Required task 1:
Please render the rows as a Markdown table with the columns No. and Row line, starting with the first line of the rows and going on through the line with "POLYGON ((280 112, 280". Leave out blank lines.
Required task 2:
Write the next part of the passage on DataPower device monitoring, picking up after its last sentence.

Passage given:

This section has shown you how to configure DataPower to enable monitoring of both appliance and application metrics from SNMP tools, and how to produce SNMP alerts from within an appliance. A logging target configuration was configured to produce alerts based on logging events. SNMP configuration was configured to produce alerts by subscribing to systems events (such as "Out of memory" or "Power supply has failed") as well as an application event (an SSL certificate expiration warning). Enabling statistics for application-level metrics was also shown. A poll of the memory metrics was shown to demonstrate monitoring of device metrics, and a poll of the transaction rate table was shown to demonstrate monitoring of application-specific metrics. Finally, an example of a power supply failure was used to demonstrate SNMP alerting.

What to monitor

Monitoring accomplishes multiple goals. The general health of the device and of its various physical components can be ascertained by environmental status information such as temperatures, fan speeds, and the status of batteries and power supplies. System load can be gauged by a special status value known as System Usage, in addition to more familiar measurements such as CPU, memory, and file system utilization. The amount of data being processed by the device can be determined by analyzing network interface consumption. The following section discusses several informative status values. Each section shows how to determine the data from the Web GUI, the element from the XMI response, the CLI command to execute to show the status, and the object from the SNMP Enterprise MIB that contains the value.

General device health and activity monitors

General health and activity monitors ensure that the DataPower device is operating within predefined system parameters. You can analyze system capacity via system load and CPU utilization. You can evaluate uptime to ensure that the device has not experienced an unexpected restart. Fans and temperatures are checked to avoid overheating, which can take a device out of service. The following monitors are involved in these tasks:

System usage
Web GUISystem => System UsageXMISystemUsage/Load
CLIShow LoadStatus MIBdpStatusSystemUsageLoad

System Usage is a measurement of the device’s ability to accept additional work. It is a formulaic calculation based on various components of system load. System Usage is typically considered the best single indicator of overall system capacity. While it may sometimes spike to 100%, typical values are less than 75%. The secondary work list value is a calculation of queued tasks, and is of lesser interest in typical monitoring situations.

Figure 11. System Usage Status
System Usage Status
CPU Usage
Web GUISystem => CPU UsageXMICPUUsage
CLIShow cpuStatus MIBdpStatusCPUUsage

CPU Usage statistics are provided over five time intervals. Many customers are accustomed to monitoring CPU utilization, but this metric in DataPower is not as reliable as System Usage in determining device capacity. DataPower is self-optimizing, and spikes in CPU unassociated with traffic levels may occur as the device performs background activities. CPU usage may sometimes spike all the way up to 100%, but this level is not necessarily a concern unless it is sustained over numerous consecutive polls.

Entries:
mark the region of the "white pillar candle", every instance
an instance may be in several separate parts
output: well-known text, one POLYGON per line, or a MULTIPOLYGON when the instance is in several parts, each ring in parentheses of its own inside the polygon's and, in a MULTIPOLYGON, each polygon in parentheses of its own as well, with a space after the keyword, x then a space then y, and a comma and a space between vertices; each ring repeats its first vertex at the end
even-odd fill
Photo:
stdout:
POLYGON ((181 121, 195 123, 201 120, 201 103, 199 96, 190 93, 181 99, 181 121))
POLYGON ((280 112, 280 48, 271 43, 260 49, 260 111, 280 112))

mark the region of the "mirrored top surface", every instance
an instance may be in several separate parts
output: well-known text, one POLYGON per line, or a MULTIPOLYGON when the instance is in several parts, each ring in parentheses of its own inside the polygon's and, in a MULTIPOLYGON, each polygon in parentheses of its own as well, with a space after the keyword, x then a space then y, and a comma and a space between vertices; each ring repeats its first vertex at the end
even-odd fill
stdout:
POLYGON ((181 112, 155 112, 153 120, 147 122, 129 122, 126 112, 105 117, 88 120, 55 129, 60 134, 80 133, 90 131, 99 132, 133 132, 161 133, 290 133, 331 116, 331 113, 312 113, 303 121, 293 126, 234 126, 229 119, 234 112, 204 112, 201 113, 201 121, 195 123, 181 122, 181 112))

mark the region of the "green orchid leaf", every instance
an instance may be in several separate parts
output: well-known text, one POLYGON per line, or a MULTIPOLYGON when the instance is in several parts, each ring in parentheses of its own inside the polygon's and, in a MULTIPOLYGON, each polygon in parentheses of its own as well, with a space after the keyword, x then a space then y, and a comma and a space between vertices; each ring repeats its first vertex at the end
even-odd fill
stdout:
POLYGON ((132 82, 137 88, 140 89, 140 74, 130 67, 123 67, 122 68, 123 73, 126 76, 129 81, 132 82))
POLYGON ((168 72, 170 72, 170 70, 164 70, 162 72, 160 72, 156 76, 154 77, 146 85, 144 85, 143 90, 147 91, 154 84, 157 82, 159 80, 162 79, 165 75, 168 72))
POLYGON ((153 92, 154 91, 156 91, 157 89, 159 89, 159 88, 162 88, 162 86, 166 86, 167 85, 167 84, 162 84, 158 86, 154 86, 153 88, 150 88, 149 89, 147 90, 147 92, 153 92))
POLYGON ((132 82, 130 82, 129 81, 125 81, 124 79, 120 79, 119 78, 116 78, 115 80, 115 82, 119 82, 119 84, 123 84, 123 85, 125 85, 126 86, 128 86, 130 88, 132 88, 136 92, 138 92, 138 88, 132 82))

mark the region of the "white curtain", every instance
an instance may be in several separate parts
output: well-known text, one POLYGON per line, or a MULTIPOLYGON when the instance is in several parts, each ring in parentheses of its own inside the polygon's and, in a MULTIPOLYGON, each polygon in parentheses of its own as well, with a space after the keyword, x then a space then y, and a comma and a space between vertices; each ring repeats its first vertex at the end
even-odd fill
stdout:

Task output 1:
| No. | Row line |
|---|---|
| 1 | mark the region of the "white pillar candle", every instance |
| 2 | an instance may be in several separate parts |
| 3 | output: well-known text, one POLYGON per line, or a MULTIPOLYGON when the instance is in several parts, each ring in parentheses of its own inside the polygon's and, in a MULTIPOLYGON, each polygon in parentheses of its own as well, with a space after the keyword, x then a space then y, and a comma and a space between vertices; each ring repeats its first vertex at the end |
| 4 | even-odd fill |
| 5 | Photo: |
| 6 | stdout: |
| 7 | POLYGON ((181 121, 195 123, 201 120, 201 103, 199 96, 190 93, 181 99, 181 121)) |
| 8 | POLYGON ((280 112, 280 48, 271 43, 260 49, 260 111, 280 112)) |

Task output 2:
Figure 12. CPU Usage Status
System Usage Status
Memory usage
Web GUISystem => System => Memory UsageXMIMemoryStatus
CLIShow memoryStatus MIBdpStatusMemoryStatus

Memory Usage statistics are provided for various classifications of the appliance’s flash memory. Statistics include a percentage of total memory utilized; bytes of total, used, and free memory; and of lesser interest in typical monitoring, request, XG4, and held memory. The percentage of used memory depends on the application, the size of request and response messages, and the volume and latency of requests. Typical utilization runs less than 80%, and statistics beyond this threshold are of concern. You can use the device’s Throttle Settings to temporarily slow down request processing or to perform a warm restart, which recaptures memory in this situation.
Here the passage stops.